**WHAT THE EXERCISE ASKS:** Everything from the line containing "of the grass" through the last line of the records below should be printed exactly, please, and nothing else.

**INPUT:**
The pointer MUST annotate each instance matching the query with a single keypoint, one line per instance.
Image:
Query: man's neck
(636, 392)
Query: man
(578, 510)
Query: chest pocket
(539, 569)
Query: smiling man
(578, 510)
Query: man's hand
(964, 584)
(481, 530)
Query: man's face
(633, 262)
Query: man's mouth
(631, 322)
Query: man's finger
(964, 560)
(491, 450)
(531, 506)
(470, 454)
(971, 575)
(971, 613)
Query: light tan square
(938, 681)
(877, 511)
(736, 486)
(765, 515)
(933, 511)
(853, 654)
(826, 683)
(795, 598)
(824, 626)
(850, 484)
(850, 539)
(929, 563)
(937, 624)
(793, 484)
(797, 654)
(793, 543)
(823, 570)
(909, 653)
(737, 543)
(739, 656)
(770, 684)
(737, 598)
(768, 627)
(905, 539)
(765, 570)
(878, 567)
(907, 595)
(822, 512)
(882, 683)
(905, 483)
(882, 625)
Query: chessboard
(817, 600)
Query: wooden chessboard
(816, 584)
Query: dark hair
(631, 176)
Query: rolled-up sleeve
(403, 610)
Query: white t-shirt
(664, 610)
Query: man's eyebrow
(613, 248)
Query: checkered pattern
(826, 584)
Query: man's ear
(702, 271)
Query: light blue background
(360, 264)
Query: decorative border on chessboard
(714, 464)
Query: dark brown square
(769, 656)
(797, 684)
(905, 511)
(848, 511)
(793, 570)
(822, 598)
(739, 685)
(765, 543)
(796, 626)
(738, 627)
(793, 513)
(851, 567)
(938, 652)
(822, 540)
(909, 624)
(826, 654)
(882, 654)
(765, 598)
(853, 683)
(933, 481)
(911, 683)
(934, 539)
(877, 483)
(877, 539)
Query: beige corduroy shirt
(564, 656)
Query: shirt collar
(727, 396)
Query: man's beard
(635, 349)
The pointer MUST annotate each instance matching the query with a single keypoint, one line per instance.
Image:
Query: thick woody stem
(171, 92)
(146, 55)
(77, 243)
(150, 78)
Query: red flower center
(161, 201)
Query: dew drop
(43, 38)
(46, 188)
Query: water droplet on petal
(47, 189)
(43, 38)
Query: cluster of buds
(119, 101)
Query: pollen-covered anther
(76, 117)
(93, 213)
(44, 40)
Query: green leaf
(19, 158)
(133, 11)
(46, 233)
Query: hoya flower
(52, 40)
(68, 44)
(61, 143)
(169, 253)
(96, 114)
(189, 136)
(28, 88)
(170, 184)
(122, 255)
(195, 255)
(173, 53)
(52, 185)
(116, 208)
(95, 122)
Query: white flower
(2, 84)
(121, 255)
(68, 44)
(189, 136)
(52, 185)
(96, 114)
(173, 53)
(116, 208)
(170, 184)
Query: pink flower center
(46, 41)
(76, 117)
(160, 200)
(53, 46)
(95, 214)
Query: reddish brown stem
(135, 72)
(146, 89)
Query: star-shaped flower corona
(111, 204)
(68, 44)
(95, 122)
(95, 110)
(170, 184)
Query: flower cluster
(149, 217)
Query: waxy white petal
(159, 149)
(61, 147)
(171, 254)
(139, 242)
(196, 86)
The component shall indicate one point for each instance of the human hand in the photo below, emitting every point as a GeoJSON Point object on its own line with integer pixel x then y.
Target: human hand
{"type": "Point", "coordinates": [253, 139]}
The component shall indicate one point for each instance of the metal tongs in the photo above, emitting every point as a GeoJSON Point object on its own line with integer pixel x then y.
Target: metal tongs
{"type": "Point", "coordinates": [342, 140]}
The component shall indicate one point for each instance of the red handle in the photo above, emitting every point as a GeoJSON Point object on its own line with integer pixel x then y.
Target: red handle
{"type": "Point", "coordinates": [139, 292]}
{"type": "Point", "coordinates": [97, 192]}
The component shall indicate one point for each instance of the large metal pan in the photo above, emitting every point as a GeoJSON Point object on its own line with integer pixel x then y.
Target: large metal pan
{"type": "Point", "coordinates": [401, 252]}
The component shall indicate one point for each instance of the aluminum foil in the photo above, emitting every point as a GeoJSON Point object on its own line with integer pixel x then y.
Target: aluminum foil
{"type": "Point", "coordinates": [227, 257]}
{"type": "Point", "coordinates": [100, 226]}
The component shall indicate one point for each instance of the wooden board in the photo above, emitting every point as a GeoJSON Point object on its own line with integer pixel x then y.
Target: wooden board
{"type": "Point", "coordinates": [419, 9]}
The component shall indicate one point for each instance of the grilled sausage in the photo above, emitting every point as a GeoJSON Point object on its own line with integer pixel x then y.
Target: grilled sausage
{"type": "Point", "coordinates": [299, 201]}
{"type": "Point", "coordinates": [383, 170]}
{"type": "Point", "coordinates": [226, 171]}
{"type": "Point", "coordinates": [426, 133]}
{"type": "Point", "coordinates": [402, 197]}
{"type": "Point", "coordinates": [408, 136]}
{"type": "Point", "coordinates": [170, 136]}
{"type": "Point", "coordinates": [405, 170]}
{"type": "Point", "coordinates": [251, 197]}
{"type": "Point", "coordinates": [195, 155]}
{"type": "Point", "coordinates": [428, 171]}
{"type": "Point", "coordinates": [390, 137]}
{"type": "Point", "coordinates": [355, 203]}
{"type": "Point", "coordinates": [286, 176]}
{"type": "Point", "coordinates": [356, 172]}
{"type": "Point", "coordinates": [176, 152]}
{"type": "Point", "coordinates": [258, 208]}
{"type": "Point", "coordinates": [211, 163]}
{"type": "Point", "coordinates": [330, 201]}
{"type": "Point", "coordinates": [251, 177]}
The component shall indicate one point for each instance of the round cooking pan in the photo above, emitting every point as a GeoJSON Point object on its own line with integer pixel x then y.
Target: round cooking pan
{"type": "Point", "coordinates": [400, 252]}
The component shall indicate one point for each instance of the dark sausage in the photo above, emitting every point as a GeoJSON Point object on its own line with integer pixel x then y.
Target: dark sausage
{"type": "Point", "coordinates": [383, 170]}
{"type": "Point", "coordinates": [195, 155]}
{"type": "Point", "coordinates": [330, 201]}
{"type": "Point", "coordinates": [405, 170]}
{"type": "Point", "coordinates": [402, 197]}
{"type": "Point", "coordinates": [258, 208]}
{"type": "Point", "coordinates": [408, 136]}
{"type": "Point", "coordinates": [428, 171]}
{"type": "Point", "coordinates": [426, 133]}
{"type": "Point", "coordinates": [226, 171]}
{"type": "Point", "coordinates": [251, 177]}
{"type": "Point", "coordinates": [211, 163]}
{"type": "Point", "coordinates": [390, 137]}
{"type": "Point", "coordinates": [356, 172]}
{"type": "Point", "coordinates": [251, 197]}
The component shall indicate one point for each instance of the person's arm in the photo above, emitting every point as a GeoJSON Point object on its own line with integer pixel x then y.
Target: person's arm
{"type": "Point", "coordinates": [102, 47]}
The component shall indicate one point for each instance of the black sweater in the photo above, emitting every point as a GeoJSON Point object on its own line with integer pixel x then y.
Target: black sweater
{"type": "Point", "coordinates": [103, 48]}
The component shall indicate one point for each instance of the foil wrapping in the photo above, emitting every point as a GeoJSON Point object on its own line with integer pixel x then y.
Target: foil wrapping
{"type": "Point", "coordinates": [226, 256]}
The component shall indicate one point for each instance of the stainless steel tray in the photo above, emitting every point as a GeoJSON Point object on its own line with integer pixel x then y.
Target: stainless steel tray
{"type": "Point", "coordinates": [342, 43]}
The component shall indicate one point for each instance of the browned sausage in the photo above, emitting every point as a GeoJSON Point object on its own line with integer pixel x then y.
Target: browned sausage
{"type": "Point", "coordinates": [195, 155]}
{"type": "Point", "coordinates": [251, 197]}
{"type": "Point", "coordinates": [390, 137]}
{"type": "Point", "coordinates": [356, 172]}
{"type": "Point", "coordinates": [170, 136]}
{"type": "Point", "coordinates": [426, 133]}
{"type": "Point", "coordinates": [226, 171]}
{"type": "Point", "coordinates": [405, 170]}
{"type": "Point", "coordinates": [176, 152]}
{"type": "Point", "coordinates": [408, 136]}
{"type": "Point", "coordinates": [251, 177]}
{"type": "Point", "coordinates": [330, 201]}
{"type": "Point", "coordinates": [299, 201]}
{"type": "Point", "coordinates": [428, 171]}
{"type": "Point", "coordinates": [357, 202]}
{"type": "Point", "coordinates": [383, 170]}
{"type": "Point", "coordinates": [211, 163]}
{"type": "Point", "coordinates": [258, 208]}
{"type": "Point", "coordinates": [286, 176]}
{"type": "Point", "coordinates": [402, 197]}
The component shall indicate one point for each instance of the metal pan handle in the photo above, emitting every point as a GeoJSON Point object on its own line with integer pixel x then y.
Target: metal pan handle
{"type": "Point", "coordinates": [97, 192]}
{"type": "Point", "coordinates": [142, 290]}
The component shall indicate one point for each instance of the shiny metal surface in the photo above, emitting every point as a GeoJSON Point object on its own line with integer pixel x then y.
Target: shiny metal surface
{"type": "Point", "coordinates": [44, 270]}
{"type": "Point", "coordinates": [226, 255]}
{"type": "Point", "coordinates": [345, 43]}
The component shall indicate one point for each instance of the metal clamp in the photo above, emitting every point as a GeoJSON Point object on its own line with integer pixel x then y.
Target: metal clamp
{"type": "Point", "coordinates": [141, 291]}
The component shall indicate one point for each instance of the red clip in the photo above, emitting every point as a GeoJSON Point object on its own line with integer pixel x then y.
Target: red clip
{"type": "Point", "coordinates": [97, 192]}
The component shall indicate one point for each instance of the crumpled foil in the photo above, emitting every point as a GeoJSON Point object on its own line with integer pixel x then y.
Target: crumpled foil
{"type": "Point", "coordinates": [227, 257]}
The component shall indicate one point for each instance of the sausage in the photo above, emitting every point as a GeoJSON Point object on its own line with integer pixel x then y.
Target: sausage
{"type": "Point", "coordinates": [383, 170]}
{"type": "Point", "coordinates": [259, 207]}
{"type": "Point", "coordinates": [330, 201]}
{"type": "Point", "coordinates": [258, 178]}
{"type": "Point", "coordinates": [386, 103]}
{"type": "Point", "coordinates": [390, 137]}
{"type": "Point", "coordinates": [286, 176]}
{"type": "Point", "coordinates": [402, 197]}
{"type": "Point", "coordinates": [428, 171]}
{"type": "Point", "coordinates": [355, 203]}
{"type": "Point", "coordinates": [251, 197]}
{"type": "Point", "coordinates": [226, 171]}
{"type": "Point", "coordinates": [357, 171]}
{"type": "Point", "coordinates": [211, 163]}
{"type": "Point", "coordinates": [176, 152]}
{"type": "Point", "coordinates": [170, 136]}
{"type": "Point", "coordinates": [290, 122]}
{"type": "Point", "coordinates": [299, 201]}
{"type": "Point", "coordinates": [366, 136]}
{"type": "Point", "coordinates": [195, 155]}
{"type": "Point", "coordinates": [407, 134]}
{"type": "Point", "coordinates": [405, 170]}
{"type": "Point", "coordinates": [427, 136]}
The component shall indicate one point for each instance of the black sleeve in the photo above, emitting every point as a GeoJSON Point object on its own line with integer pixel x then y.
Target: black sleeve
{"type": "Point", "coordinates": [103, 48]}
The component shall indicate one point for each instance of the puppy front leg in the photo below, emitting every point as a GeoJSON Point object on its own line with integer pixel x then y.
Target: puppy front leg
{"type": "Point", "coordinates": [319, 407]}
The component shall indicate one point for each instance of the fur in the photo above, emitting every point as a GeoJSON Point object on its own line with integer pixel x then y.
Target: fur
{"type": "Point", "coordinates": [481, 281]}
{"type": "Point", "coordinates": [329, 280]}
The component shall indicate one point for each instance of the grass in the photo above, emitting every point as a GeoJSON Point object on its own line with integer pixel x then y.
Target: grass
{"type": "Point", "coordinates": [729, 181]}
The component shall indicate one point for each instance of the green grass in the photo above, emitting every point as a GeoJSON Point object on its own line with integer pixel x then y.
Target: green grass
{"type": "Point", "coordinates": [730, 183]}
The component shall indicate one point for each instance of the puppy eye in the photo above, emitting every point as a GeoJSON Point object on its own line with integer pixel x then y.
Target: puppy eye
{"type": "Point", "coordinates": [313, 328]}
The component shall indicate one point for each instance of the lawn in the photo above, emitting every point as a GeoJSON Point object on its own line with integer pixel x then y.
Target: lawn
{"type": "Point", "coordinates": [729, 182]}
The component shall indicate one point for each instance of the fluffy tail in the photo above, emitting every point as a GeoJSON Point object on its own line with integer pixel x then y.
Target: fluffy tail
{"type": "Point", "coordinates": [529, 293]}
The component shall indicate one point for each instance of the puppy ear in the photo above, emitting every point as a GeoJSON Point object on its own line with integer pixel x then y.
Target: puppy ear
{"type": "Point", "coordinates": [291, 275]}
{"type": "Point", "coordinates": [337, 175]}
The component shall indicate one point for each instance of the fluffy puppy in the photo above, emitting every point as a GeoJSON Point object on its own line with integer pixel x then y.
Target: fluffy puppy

**SOLVED PROBLEM:**
The component shall indicate one point for each instance of the grass in the photo above, emitting every point as a GeoJSON Point object on its own line with integer pixel x then y.
Target: grass
{"type": "Point", "coordinates": [729, 181]}
The component shall indicate one point for each instance of the green grass in the photo above, emitting every point as a GeoJSON Point object on its own line with integer pixel x then y.
Target: green grass
{"type": "Point", "coordinates": [730, 183]}
The component shall indicate one point for each instance of the puppy eye in the photo above, emitting every point as a GeoJSON Point object on its own line with integer pixel x then y.
Target: puppy eye
{"type": "Point", "coordinates": [313, 328]}
The component shall indicate one point for each instance of the lawn in the photo above, emitting every point as a GeoJSON Point object on its own line with integer pixel x then y.
Target: lawn
{"type": "Point", "coordinates": [729, 182]}
The component shall indicate one point for each instance of the fluffy tail in the photo above, emitting every point as a GeoJSON Point object on its own line with integer pixel x then y.
Target: fluffy tail
{"type": "Point", "coordinates": [529, 293]}
The component shall indicate one point for each instance of the puppy ear in the photo above, emitting every point as a GeoJSON Point object on its own line with integer pixel x then y.
Target: puppy ear
{"type": "Point", "coordinates": [291, 275]}
{"type": "Point", "coordinates": [337, 175]}
The component shall indicate one point for each instance of the fluffy puppy in the photo above, emitting every point as a GeoJSON Point object on its own line with integer pixel x then y.
Target: fluffy puppy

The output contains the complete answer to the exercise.